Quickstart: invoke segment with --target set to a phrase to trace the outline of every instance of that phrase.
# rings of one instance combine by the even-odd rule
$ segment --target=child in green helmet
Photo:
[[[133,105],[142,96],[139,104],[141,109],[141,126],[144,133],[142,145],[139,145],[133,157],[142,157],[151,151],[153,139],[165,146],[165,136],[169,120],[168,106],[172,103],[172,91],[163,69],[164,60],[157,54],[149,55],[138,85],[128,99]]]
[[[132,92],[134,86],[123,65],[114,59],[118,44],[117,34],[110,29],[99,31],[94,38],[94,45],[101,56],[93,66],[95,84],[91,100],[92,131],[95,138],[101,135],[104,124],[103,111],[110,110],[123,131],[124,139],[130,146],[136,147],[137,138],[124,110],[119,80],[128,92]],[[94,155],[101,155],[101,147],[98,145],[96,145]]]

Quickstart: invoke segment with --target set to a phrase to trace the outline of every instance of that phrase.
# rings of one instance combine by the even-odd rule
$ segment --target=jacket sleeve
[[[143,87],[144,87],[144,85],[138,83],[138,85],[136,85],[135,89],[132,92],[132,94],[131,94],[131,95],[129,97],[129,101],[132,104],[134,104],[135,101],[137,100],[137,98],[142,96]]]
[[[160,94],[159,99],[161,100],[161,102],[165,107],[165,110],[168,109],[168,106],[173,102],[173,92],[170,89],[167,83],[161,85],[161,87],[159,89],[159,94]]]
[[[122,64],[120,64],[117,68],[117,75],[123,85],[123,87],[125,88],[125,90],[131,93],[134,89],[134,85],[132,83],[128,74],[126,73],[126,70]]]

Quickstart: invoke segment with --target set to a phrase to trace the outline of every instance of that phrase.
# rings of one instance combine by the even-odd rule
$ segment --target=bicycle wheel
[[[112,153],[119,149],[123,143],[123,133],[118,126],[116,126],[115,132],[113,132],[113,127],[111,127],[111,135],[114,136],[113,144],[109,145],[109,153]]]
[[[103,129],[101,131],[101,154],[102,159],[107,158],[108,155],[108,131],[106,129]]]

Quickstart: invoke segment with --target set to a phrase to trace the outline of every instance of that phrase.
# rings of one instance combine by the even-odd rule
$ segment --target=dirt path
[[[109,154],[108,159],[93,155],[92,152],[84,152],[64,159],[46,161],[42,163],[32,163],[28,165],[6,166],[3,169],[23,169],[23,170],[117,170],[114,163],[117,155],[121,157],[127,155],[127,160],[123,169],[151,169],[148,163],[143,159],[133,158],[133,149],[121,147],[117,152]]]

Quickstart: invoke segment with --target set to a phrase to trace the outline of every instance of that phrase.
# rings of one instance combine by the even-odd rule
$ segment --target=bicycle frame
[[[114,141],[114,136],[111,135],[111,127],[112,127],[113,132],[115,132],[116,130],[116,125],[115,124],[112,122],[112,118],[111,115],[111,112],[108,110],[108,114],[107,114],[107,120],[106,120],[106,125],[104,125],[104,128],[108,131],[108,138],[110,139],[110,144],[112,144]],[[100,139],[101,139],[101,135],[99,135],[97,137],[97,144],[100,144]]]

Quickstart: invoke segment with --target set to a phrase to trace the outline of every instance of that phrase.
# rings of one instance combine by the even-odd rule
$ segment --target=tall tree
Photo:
══════════
### Task objective:
Please return the data above exactly as given.

### Finished answer:
Quickstart: invoke segment with --target set to a phrase to trace the outline of every instance of that phrase.
# rings of one instance combine by the even-odd rule
$ segment --target=child in green helmet
Photo:
[[[133,105],[142,96],[139,104],[141,109],[141,126],[144,133],[142,145],[139,145],[133,157],[142,157],[151,151],[153,139],[165,146],[165,136],[169,120],[168,106],[172,103],[172,91],[163,69],[164,60],[157,54],[149,55],[138,85],[128,99]]]
[[[132,92],[134,86],[123,65],[114,59],[118,44],[117,34],[110,29],[99,31],[94,38],[94,45],[101,56],[93,66],[95,84],[91,100],[92,131],[95,138],[101,135],[104,124],[103,111],[110,110],[123,131],[124,139],[130,146],[136,147],[137,138],[124,110],[119,80],[128,92]],[[94,155],[101,155],[101,147],[98,145],[96,145]]]

Quickstart: invoke segment with --target set to a phrase to trace the outline of every instance of that phrase.
# rings of one instance combine by the even-odd rule
$ segment --target=jacket sleeve
[[[143,87],[144,87],[144,85],[138,83],[138,85],[136,85],[135,89],[132,92],[132,94],[131,94],[131,95],[129,97],[129,101],[132,104],[134,104],[135,101],[137,100],[137,98],[142,96]]]
[[[160,94],[159,99],[161,100],[161,102],[165,107],[165,110],[168,109],[168,106],[173,102],[173,92],[170,89],[167,83],[161,85],[161,87],[159,89],[159,94]]]
[[[122,64],[120,64],[117,68],[117,75],[123,85],[123,87],[125,88],[125,90],[131,93],[134,89],[134,85],[132,83],[128,74],[126,73],[126,70]]]

Quickstart: invoke segment with --target set to a phrase to trace the outline of every instance of that phrase.
# rings of one instance combine by the even-odd rule
$ segment --target=bicycle wheel
[[[112,153],[119,149],[123,143],[123,133],[118,126],[116,126],[115,132],[113,132],[113,127],[111,127],[111,135],[114,136],[113,144],[109,145],[109,153]]]
[[[103,129],[101,131],[101,154],[102,159],[107,158],[108,155],[108,131],[106,129]]]

Quickstart: invoke segment with --target set to a phrase to trace the outline of every instance of that phrase.
# rings of one instance combine by the even-odd rule
$ segment --target=dirt path
[[[109,154],[108,159],[93,155],[92,152],[84,152],[64,159],[46,161],[42,163],[32,163],[28,165],[6,166],[3,169],[23,169],[23,170],[117,170],[114,163],[117,155],[121,157],[127,155],[127,160],[123,169],[151,169],[148,163],[143,159],[133,158],[133,149],[121,147],[117,152]]]

Quickstart: invoke segment with --target set to a phrase to trace the outline of every instance of that phrase.
# rings of one instance combine by the even-odd rule
$ segment --target=bicycle frame
[[[114,141],[114,136],[111,135],[111,127],[112,127],[113,132],[115,132],[116,130],[116,125],[115,124],[112,122],[112,118],[111,115],[111,112],[108,110],[108,114],[107,114],[107,120],[106,120],[106,125],[104,125],[104,128],[108,131],[108,138],[110,139],[110,144],[112,144]],[[100,139],[101,139],[101,135],[99,135],[97,137],[97,144],[100,144]]]

Quickstart: invoke segment with --target set to a phrase to trace the outline of every instance of that phrase.
# rings of one instance combine by the even-odd rule
$ segment --target=tall tree
Photo:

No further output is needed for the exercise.